■ **Work to complete**:
[1] In the forum post, how long is each side of a square tile?
[2] Reproduce the part of the forum post that begins at the words "I have a file" and ends after the words "list(Aspect = cl))".

The problem with gDistance and other rgeos functions is that they evaluate the distance as the coordinates were planar. Basically, the number you obtain is not much useful.
I have a file in this format:
ASCII format
The first rows look like this:
ncols 1440
nrows 720
xllcorner -180.0
yllcorner -90
cellsize 0.25
NODATA_value -9999
Basically I have the world with 1440 'tiles' in x direction (longitude) and 720 'tiles' in y direction (latitude). Each 'tile' is a square with a length of 0.25 degrees. I think I have xllcorner and yllcorner correct. I can draw this map like this in R:
library("adehabitat")
bio1 <- import.asc("D:/ENFA/data.asc")
maps <- as.kasc(list(data = bio1))
image(maps, col = cm.colors(256), clfac = list(Aspect = cl))
The map looks fine.
I would like to perform some ecological niche factor analysis (ENFA) using the adehabitat package and am not too sure about the location data. Basically I have them as longitudes and latitudes at the moment but I could also generate then as 'tile index' (e.g. lower left corner has the latitude -90 and longitude -180 so the 'tile index' would be 0, 0 - right?). Which is the correct location data format? I would use ENFA code like this:
locs <- read.table("D:/ENFA/Locs.txt", header = TRUE, sep="\t")
dataenfa1 <- data2enfa(maps, locs)
pc <- dudi.pca(dataenfa1$tab, scannf = FALSE)

■ **Material provided**:
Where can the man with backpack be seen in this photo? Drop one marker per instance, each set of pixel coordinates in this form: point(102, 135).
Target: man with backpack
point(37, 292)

■ **Answers for each item**:
[1] Each tile is a square with sides of 0.25 degrees.

[2]
I have a file in this format:
ASCII format
The first rows look like this:
ncols 1440
nrows 720
xllcorner -180.0
yllcorner -90
cellsize 0.25
NODATA_value -9999
Basically I have the world with 1440 'tiles' in x direction (longitude) and 720 'tiles' in y direction (latitude). Each 'tile' is a square with a length of 0.25 degrees. I think I have xllcorner and yllcorner correct. I can draw this map like this in R:
library("adehabitat")
bio1 <- import.asc("D:/ENFA/data.asc")
maps <- as.kasc(list(data = bio1))
image(maps, col = cm.colors(256), clfac = list(Aspect = cl))